Challenge 1
From the listing below, reproduce word for word the lines from the one containing "If you could indicate the mountain" through the one containing "point(530, 293)", including both of those lines.

Selected extract
^^^^^^^^

Eberswalde () is a major town and the administrative seat of the district Barnim in the German State (Bundesland / federated state) of Brandenburg, about 50 km northeast of Berlin. Population 42,144 (census in June 2005), geographical location . The town is often called Waldstadt (forest town), because of the large forests around it, including the Schorfheide-Chorin Biosphere Reserve. Despite this fact, Eberswalde was an important industrial center until the German Reunification.

History

Prehistory

The area around Eberswalde was already populated in Paleolithic. Before the establishment of the Margraviate of Brandenburg it was the place of a Slavic stockade. The Treasure of Eberswalde, the largest pre-Christian gold treasure from the area of today's Germany was found here. Today the treasure is located in the Pushkin Museum in Moscow.

Founding and development
The town of Everswolde ("forest of the boars") was established in 1254 by the Ascanian margrave Johann I. It was first mentioned in a document dated April 23, 1276 when margrave Albrecht III. resided there. In 1300 it received market rights. From the year 1317 the main trade route between Stettin and Frankfurt (Oder) went through the city. A major fire struck the city in 1499.

After rebuilding the town, Eberswalde became the first industrial town of the Margraviate of Brandenburg, with huge metallurgy capacities. Some parts of the town are still named from their past function, like Kupferhammer ("copper hammer"). 1605 till 1620 the important waterway Finow Canal was built.

^^^^^^^^

Recorded information
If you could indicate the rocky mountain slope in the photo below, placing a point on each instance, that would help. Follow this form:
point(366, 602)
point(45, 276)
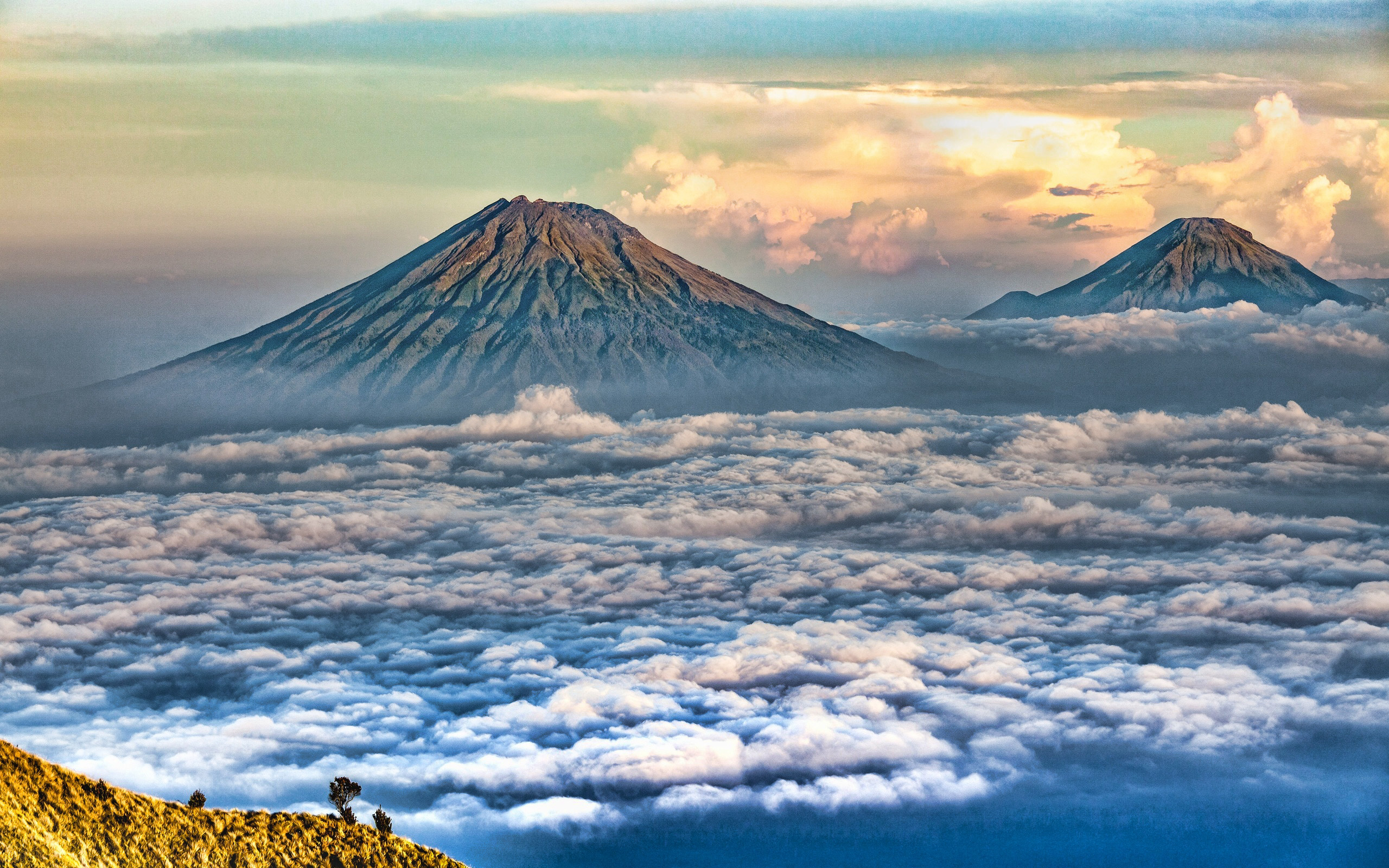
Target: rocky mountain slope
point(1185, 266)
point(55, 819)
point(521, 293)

^^^^^^^^

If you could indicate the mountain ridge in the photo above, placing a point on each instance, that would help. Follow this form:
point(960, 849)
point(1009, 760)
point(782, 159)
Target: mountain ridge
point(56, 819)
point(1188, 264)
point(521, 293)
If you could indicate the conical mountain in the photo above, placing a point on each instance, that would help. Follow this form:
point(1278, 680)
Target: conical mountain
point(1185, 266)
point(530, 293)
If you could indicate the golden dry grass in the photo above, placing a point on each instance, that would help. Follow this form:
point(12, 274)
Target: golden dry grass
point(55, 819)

^^^^^^^^

Challenge 2
According to the Eberswalde article, where is the Treasure of Eberswalde located today?

Exercise solution 1
If you could indicate the mountain ridge in the photo above, placing a point on each instance, that would help. Follow this form:
point(960, 849)
point(1009, 760)
point(782, 159)
Target: mountain ridge
point(56, 819)
point(1188, 264)
point(521, 293)
If you could indicate the conical mountain in the photo above, placing a point on each instance, that would help. Follow this form:
point(1278, 680)
Target: conical mountain
point(1185, 266)
point(530, 293)

Exercise solution 2
The Pushkin Museum in Moscow.